-- Dataset follows --
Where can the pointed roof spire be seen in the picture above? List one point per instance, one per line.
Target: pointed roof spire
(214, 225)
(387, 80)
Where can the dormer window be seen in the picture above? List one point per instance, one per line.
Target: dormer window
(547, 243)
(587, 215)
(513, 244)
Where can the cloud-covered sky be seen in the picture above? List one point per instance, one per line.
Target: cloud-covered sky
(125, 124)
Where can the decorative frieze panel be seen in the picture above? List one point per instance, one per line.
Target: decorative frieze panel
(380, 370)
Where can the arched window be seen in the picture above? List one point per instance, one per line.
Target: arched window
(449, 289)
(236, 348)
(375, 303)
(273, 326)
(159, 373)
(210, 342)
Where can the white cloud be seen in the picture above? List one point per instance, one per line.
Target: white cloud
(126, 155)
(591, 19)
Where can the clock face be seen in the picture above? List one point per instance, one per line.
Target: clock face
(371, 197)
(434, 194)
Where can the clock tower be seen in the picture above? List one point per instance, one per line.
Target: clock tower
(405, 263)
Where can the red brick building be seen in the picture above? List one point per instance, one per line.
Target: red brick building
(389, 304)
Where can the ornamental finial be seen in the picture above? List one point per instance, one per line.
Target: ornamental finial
-- Dataset concluded --
== Problem description ==
For the string "finial", find every line of the material that contains it, and copy each one.

== Answer to the problem ==
Where can the ornamental finial be seen in the picture above? List one point per instance, one per line.
Target: ornamental finial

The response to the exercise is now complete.